İşte öç almayı hiç unutmayan patronlar yıllardır arıyor olmalılar ki, o satırı ve çalışmakta olduğu yeri bularak gerekli girişimleri yapmışlardı.

Bir yaşam öyküsünden kesitler

Onunla tanıştığımda toplam çalışan sayısı iki elin parmaklarını geçmeyen bir birimin yöneticisi konumundaydım. Benden on dört yaş büyüktü. Aralarında çocuğu olabilecek yaştaki adayların da bulunduğu gençlerle birlikte girdiği sınavı kazanarak çalışma arkadaşımız olmuş, böylece birimin yaş ortalamasında belirgin bir yükselme ortaya çıkmıştı.

Yapılacak İş:
Belge bölümünün "Onunla tanıştığımda toplam" sözleriyle başlayıp "yükselme ortaya çıkmıştı." sözlerine kadar, bu sözler de dahil, süren kısmını hiç değiştirmeden yazın.

Verilen Bilgiler:
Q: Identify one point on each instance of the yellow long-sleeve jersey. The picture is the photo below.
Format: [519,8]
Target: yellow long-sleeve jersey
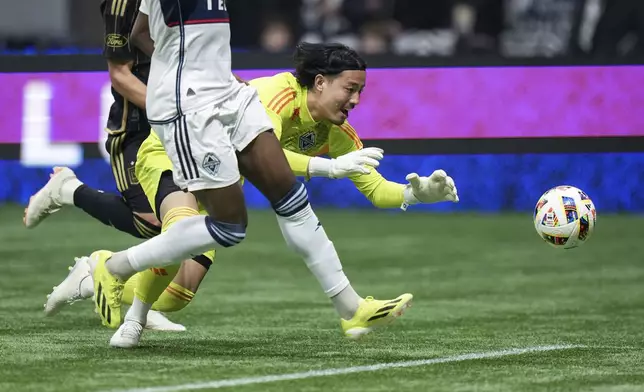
[302,137]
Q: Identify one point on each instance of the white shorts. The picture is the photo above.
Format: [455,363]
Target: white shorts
[202,145]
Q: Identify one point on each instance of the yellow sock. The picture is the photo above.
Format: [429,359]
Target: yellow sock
[173,299]
[153,282]
[128,290]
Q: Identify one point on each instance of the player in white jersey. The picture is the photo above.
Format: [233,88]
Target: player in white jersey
[213,128]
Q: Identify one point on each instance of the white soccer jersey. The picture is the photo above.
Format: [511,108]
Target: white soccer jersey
[191,64]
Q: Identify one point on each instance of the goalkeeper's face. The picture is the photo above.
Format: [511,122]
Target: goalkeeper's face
[340,94]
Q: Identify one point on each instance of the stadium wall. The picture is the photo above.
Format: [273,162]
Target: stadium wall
[505,131]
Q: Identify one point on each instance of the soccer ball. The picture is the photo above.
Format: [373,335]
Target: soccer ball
[565,217]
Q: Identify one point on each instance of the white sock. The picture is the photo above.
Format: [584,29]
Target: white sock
[138,311]
[346,302]
[304,234]
[67,190]
[185,239]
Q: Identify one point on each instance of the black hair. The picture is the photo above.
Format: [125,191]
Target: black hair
[324,59]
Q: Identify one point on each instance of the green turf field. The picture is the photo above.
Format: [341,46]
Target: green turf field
[482,283]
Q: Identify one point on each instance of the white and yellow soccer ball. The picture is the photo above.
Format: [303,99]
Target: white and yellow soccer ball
[565,217]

Alıştırma Cevabı:
Onunla tanıştığımda toplam çalışan sayısı iki elin parmaklarını geçmeyen bir birimin yöneticisi konumundaydım. Benden on dört yaş büyüktü. Aralarında çocuğu olabilecek yaştaki adayların da bulunduğu gençlerle birlikte girdiği sınavı kazanarak çalışma arkadaşımız olmuş, böylece birimin yaş ortalamasında belirgin bir yükselme ortaya çıkmıştı.